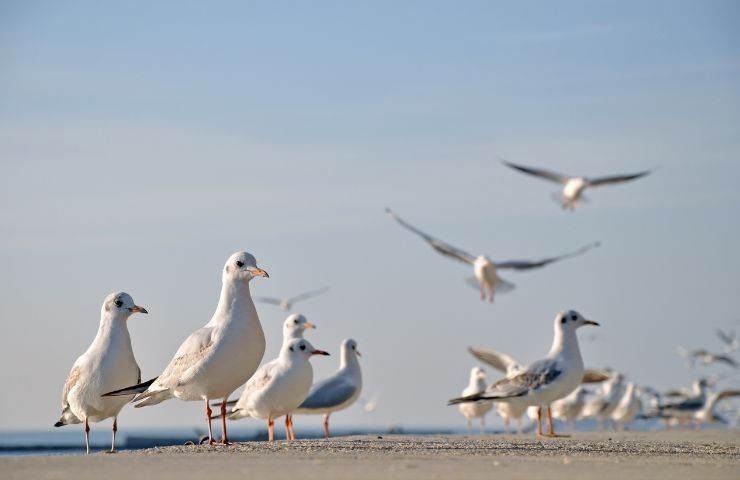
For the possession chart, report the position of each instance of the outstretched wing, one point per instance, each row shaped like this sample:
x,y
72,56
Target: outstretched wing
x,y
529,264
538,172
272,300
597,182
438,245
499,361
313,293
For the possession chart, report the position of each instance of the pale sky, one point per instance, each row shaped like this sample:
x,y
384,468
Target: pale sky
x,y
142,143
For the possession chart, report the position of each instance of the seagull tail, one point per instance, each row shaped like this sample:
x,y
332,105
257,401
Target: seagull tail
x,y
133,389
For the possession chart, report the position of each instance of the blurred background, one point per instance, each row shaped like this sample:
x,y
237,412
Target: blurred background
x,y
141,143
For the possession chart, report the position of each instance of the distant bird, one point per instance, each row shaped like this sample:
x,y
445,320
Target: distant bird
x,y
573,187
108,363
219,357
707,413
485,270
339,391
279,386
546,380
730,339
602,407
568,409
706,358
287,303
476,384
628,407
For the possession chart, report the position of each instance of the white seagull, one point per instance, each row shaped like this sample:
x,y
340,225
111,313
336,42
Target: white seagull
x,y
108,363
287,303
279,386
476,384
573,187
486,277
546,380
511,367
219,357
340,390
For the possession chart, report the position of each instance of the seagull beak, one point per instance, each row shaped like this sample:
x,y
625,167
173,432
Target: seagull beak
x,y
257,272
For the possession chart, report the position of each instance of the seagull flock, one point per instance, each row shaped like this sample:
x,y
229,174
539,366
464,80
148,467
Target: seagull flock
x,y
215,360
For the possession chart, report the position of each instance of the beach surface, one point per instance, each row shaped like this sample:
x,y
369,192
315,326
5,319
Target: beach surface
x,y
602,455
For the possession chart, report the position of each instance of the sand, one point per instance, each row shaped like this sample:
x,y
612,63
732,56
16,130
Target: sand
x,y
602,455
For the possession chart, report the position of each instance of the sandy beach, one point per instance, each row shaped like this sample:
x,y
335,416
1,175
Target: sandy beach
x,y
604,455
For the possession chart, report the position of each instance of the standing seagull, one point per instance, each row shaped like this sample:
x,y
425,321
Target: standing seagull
---
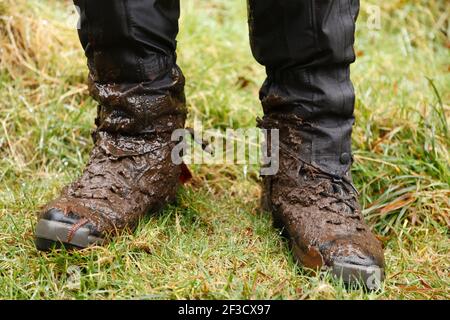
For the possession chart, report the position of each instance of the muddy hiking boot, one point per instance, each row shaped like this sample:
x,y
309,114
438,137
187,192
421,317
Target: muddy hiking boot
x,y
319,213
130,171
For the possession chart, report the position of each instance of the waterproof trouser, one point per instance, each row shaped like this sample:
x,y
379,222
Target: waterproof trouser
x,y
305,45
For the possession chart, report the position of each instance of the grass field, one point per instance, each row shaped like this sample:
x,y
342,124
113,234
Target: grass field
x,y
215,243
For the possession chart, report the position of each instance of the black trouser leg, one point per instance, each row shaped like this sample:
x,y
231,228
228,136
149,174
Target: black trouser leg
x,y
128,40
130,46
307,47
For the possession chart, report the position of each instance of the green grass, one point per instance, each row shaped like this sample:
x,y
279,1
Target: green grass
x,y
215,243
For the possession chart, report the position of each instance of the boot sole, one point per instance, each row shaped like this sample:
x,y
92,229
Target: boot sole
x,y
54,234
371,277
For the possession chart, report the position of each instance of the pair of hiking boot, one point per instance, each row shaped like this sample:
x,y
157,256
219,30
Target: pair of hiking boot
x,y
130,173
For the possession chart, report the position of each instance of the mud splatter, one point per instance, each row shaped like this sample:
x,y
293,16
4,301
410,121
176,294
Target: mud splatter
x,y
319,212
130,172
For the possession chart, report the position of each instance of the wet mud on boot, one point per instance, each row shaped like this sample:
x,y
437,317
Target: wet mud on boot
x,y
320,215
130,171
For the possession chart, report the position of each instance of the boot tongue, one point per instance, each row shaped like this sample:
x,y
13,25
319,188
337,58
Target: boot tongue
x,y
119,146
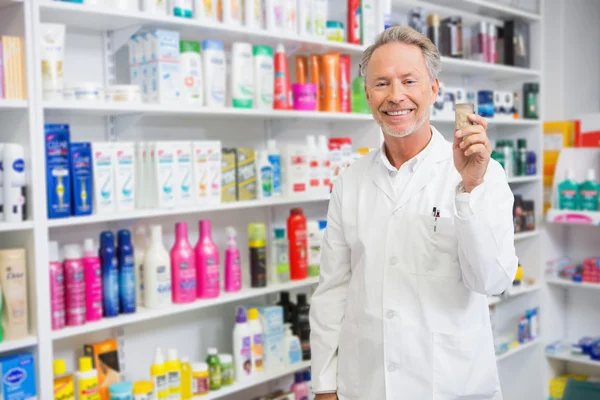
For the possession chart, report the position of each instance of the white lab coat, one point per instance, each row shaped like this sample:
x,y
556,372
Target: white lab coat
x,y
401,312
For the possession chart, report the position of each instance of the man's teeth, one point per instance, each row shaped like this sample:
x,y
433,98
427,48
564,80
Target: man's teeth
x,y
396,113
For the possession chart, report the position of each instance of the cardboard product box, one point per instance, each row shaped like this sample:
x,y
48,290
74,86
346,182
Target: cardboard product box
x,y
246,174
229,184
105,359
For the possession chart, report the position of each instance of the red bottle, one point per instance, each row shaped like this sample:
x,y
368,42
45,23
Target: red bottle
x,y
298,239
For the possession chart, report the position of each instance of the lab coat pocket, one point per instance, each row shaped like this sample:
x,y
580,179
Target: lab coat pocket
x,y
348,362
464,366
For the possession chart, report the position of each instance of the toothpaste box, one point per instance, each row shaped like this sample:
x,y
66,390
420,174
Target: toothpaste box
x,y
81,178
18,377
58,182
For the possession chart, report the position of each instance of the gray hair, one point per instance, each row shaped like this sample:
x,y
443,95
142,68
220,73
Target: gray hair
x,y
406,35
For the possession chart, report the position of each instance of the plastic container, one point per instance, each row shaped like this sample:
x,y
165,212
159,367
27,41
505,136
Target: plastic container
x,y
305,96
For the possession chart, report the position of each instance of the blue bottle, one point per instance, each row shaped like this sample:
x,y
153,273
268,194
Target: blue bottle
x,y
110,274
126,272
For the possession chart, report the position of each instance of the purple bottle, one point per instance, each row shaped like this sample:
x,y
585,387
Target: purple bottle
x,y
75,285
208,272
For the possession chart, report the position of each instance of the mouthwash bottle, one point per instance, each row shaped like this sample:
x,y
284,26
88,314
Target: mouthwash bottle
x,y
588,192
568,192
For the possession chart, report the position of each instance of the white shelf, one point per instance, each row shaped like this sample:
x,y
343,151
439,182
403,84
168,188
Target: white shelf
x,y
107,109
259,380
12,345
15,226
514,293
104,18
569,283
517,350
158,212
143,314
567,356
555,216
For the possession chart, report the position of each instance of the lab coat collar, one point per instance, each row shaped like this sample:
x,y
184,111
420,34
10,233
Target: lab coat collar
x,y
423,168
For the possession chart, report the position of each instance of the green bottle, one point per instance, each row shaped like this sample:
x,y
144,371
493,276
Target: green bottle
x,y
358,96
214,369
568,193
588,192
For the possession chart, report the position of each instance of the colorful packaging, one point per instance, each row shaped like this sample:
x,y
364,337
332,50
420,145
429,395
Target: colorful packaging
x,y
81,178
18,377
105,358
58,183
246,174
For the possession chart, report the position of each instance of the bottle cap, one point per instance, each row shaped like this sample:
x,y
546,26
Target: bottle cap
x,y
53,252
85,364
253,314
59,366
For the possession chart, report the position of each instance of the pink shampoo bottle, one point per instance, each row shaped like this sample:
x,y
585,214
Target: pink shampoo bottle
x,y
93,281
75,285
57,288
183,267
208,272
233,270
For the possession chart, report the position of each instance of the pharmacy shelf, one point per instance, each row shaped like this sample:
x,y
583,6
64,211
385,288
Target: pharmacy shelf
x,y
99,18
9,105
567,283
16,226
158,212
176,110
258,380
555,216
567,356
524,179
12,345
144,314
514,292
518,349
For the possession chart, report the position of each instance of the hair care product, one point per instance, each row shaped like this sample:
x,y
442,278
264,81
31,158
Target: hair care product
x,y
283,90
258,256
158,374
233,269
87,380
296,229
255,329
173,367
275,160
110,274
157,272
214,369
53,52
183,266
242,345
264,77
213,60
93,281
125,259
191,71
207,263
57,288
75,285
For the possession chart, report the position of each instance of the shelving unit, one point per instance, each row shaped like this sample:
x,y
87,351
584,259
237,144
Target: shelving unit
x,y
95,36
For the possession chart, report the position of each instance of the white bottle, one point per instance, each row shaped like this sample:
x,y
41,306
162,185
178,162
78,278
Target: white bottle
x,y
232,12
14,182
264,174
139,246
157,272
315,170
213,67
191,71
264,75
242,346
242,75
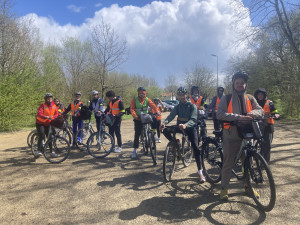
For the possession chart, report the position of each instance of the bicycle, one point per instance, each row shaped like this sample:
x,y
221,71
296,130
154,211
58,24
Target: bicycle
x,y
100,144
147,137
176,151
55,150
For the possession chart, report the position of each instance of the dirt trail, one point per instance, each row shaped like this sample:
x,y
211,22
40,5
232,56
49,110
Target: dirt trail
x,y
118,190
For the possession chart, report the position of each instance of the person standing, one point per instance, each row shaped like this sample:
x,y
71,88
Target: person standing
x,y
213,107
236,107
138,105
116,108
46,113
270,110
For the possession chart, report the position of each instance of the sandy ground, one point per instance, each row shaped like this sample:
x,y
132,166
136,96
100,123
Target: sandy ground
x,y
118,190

Exercise> Identify each line in the records above that contains the word "pale", and copy those lines out in full.

Full solution>
For the possession chart, report the position of each instance of the pale sky, one point per instance, each row shaped like this sample:
Target: pale sky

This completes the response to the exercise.